§ EXERCISE INSTRUCTIONS
All that is needed is a count of the lines in this data that contain the word "What".

§ THE DATA
++++++

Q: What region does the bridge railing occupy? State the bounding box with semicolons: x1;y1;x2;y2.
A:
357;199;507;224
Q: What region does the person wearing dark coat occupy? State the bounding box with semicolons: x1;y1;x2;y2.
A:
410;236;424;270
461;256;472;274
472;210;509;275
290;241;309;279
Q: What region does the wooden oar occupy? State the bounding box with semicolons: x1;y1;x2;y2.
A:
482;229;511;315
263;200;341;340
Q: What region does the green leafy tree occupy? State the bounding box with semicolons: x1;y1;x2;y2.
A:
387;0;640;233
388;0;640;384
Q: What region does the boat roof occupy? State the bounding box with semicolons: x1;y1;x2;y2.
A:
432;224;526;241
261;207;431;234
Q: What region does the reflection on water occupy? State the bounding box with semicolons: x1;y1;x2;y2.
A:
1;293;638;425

++++++

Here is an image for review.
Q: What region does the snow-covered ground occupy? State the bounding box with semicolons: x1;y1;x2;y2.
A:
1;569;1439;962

++++++

§ RESPONSE FOR THIS EXERCISE
7